--- Begin TEXT BLOCK ---
From: riel@redhat.com
To: linux-kernel@vger.kernel.org
Cc: peterz@infradead.org, mingo@kernel.org, mgorman@suse.de,
chegu_vinod@hp.com
Subject: [PATCH 2/3] sched,numa: move power adjustment into load_too_imbalanced
Date: Sat, 14 Jun 2014 15:18:58 -0400 [thread overview]
Message-ID: <1402773539-6466-3-git-send-email-riel@redhat.com> (raw)
In-Reply-To: <1402773539-6466-1-git-send-email-riel@redhat.com>
From: Rik van Riel <riel@redhat.com>
Currently the NUMA code scales the load on each node with the
amount of CPU power available on that node, but it does not
apply any adjustment to the load of the task that is being
moved over.
On systems with SMT/HT, this results in a task being weighed
much more heavily than a CPU core, and a task move that would
even out the load between nodes being disallowed.
The correct thing is to apply the power correction to the
numbers after we have first applied the move of the tasks'
loads to them.
This also allows us to do the power correction with a multiplication,
rather than a division.
Also drop two function arguments for load_too_unbalanced, since it
takes various factors from env already.
Signed-off-by: Rik van Riel <riel@redhat.com>
---
kernel/sched/fair.c | 39 ++++++++++++++++++++++++---------------
1 file changed, 24 insertions(+), 15 deletions(-)
diff --git a/kernel/sched/fair.c b/kernel/sched/fair.c
index 86c35d6..976dd73 100644
--- a/kernel/sched/fair.c
+++ b/kernel/sched/fair.c
@@ -1062,7 +1062,6 @@ static void update_numa_stats(struct numa_stats *ns, int nid)
if (!cpus)
return;
- ns->load = (ns->load * SCHED_CAPACITY_SCALE) / ns->compute_capacity;
ns->task_capacity =
DIV_ROUND_CLOSEST(ns->compute_capacity, SCHED_CAPACITY_SCALE);
ns->has_free_capacity = (ns->nr_running < ns->task_capacity);
@@ -1096,18 +1095,30 @@ static void task_numa_assign(struct task_numa_env *env,
env->best_cpu = env->dst_cpu;
}
-static bool load_too_imbalanced(long orig_src_load, long orig_dst_load,
- long src_load, long dst_load,
+static bool load_too_imbalanced(long src_load, long dst_load,
struct task_numa_env *env)
{
long imb, old_imb;
+ long orig_src_load, orig_dst_load;
+ long src_capacity, dst_capacity;
+
+ /*
+ * The load is corrected for the CPU capacity available on each node.
+ *
+ * src_load dst_load
+ * ------------ vs ---------
+ * src_capacity dst_capacity
+ */
+ src_capacity = env->src_stats.compute_capacity;
+ dst_capacity = env->dst_stats.compute_capacity;
/* We care about the slope of the imbalance, not the direction. */
if (dst_load < src_load)
--- End TEXT BLOCK ---
◆ THINGS TO DO ◆
1 > Answer the following questions using the patch email:
(a) Which source file does the patch change?
(b) On systems with what feature is a task weighed much more heavily than a CPU core?
(c) How many insertions and how many deletions does the patch make?
2 > From the patch email, render this sentence in Spanish: "This also allows us to do the power correction with a multiplication, rather than a division."
3 > Proceed with the patch email, picking up right after its last line.
The data that comes next was taken from a separate source.
--- Begin INFORMATION PROVIDED ---
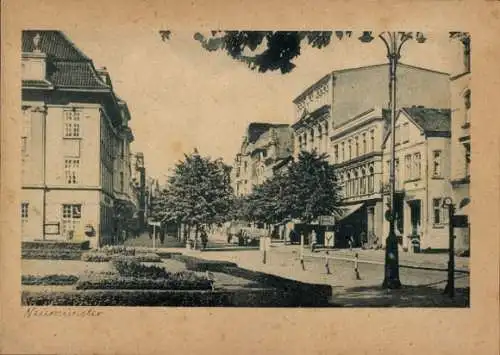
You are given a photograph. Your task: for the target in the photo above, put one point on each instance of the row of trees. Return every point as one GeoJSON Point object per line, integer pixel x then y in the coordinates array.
{"type": "Point", "coordinates": [199, 193]}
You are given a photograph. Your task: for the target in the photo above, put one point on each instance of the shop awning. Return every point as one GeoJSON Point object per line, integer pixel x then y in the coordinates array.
{"type": "Point", "coordinates": [346, 211]}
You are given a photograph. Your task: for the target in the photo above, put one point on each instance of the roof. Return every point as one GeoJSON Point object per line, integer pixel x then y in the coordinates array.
{"type": "Point", "coordinates": [67, 66]}
{"type": "Point", "coordinates": [53, 43]}
{"type": "Point", "coordinates": [256, 129]}
{"type": "Point", "coordinates": [346, 70]}
{"type": "Point", "coordinates": [430, 119]}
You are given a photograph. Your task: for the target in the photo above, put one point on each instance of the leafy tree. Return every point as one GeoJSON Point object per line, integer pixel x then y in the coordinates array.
{"type": "Point", "coordinates": [311, 188]}
{"type": "Point", "coordinates": [197, 193]}
{"type": "Point", "coordinates": [306, 191]}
--- End INFORMATION PROVIDED ---
◆ OUTPUTS BY TASK ◆
1 >
(a) kernel/sched/fair.c
(b) SMT/HT
(c) 24 insertions and 15 deletions

2 > Esto también nos permite realizar la corrección de potencia con una multiplicación, en lugar de una división.

3 >
swap(dst_load, src_load);
/* Is the difference below the threshold? */
- imb = dst_load * 100 - src_load * env->imbalance_pct;
+ imb = dst_load * src_capacity * 100 -
+ src_load * dst_capacity * env->imbalance_pct;
if (imb <= 0)
return false;
@@ -1115,10 +1126,14 @@ static bool load_too_imbalanced(long orig_src_load, long orig_dst_load,
* The imbalance is above the allowed threshold.
* Compare it with the old imbalance.
*/
+ orig_src_load = env->src_stats.load;
+ orig_dst_load = env->dst_stats.load;
+
if (orig_dst_load < orig_src_load)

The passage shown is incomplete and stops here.